ВАША ЗАДАЧА: Процитируйте, пожалуйста, отрывок о стихах Генделева полностью, не меняя в нём ни слова.

ПРИВЕДЁННЫЙ ТЕКСТ:
Саваоф, допустивший или даже сам учинивший бойню, обвиняется здесь в том, что это, собственно, уже не Бог иудейский, а, возможно, какое-то иное божество – не то Христос, не то Аллах, не то оба они вместе. Так обыгрывается у Генделева новозаветное речение "Бог есть любовь":
Бог ест любовь
пока стоит аппетит как жрет кислород пожар
Господь Велик Элоhим Гадоль но Аллах Акбар.
Ср. в другом тексте – "К арабской речи": "Поучимся ж у чуждого семейства / зоологической любви без фарисейства". Истребление несут и Новый Завет, и Коран, а нацизм сплавлен с исламским фундаментализмом:
видимо бохвесть вообще я есть ли
если
Allah mit uns.

ИСХОДНЫЕ ДАННЫЕ:
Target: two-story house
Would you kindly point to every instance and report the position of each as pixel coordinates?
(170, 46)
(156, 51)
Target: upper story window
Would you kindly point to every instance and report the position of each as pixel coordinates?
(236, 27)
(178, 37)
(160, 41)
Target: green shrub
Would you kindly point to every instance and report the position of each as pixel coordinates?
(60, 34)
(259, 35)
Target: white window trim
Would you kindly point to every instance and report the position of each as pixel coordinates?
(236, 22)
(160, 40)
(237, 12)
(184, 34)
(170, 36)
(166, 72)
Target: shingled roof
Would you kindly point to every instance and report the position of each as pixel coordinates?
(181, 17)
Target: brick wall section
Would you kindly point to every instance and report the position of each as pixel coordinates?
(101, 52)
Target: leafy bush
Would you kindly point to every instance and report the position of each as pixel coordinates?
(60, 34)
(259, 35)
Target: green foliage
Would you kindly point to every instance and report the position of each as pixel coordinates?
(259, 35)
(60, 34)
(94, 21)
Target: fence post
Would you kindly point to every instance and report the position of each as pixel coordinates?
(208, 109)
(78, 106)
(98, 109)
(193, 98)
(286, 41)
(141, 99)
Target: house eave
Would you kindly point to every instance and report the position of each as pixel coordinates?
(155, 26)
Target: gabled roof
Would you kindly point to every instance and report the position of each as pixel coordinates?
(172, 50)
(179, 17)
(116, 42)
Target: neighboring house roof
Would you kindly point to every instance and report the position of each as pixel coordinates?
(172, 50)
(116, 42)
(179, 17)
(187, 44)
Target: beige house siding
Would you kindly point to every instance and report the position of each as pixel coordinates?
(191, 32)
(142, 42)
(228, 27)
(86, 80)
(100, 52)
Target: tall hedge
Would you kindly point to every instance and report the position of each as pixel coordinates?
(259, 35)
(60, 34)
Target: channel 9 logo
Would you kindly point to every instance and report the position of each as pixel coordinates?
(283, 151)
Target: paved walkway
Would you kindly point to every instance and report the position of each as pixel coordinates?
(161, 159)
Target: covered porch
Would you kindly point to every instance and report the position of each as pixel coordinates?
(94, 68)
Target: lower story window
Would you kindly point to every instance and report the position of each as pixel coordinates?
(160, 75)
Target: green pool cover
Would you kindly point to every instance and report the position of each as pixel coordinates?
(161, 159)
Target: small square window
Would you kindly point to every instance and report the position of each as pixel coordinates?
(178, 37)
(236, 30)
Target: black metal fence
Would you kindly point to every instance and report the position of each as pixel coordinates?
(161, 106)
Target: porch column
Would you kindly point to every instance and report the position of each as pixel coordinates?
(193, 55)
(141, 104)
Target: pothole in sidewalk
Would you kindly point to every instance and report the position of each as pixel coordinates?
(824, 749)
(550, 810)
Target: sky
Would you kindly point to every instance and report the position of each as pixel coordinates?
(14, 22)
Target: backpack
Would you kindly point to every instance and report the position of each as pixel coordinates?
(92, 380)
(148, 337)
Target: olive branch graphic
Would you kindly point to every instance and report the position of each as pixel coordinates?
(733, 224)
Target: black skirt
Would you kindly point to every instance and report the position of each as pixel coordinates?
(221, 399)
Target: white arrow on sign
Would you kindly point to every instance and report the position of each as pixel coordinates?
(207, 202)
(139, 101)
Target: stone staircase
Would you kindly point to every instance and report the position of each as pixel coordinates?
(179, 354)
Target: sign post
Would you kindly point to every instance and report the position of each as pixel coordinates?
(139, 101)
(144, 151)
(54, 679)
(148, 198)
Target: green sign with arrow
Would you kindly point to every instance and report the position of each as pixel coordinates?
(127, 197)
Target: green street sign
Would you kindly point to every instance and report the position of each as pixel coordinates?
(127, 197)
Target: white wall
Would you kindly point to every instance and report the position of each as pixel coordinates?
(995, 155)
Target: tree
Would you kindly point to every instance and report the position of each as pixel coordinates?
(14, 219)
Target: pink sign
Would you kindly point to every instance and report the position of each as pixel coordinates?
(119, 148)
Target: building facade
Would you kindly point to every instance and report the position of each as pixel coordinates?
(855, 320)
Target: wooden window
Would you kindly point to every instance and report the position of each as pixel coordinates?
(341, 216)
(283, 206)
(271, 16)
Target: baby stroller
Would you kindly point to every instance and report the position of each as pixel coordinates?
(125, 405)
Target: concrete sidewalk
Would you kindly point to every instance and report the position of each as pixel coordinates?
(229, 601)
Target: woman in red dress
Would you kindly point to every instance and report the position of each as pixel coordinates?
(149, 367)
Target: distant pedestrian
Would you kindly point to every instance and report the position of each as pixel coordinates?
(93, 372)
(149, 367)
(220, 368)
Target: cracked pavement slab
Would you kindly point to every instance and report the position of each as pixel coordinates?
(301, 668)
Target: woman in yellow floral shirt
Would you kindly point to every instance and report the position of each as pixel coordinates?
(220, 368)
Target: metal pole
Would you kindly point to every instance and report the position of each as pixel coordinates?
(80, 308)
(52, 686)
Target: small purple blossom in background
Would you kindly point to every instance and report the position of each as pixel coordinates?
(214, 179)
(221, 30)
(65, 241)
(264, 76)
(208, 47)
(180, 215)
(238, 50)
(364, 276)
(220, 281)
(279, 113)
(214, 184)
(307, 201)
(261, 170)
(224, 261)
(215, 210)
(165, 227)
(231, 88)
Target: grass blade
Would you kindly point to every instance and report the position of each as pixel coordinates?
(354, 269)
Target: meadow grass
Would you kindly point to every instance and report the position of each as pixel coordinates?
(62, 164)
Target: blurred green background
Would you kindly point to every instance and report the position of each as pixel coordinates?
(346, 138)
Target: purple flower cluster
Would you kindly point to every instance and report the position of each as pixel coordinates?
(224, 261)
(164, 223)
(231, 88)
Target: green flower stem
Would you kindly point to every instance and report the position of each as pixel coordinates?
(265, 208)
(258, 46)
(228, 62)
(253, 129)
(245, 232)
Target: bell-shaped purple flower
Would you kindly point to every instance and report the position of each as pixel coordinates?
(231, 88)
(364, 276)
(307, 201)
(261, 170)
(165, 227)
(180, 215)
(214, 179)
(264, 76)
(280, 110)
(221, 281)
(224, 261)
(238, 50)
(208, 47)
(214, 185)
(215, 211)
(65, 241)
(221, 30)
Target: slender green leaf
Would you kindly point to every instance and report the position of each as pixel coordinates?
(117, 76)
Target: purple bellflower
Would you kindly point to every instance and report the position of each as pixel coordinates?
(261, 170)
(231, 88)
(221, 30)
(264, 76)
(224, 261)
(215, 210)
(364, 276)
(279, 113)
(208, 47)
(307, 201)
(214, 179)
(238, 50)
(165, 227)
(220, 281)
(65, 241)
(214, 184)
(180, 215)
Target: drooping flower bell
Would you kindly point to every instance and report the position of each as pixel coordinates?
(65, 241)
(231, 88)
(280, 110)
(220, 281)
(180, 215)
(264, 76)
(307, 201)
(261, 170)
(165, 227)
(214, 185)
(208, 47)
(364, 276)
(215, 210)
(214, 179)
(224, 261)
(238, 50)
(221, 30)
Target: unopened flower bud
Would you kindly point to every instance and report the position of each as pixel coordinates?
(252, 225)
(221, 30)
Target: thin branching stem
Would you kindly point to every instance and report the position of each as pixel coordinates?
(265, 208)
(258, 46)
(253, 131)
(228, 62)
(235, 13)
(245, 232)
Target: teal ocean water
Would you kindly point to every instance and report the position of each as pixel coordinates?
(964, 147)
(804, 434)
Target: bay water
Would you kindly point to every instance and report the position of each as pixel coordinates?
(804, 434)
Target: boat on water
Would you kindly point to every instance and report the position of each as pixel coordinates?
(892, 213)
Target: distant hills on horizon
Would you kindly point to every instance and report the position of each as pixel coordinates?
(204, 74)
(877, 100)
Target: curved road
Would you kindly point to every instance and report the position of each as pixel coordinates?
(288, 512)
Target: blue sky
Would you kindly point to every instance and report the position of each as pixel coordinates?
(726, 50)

ИТОГОВЫЙ ОТВЕТ:
Саваоф, допустивший или даже сам учинивший бойню, обвиняется здесь в том, что это, собственно, уже не Бог иудейский, а, возможно, какое-то иное божество – не то Христос, не то Аллах, не то оба они вместе. Так обыгрывается у Генделева новозаветное речение "Бог есть любовь":
Бог ест любовь
пока стоит аппетит как жрет кислород пожар
Господь Велик Элоhим Гадоль но Аллах Акбар.
Ср. в другом тексте – "К арабской речи": "Поучимся ж у чуждого семейства / зоологической любви без фарисейства". Истребление несут и Новый Завет, и Коран, а нацизм сплавлен с исламским фундаментализмом:
видимо бохвесть вообще я есть ли
если
Allah mit uns.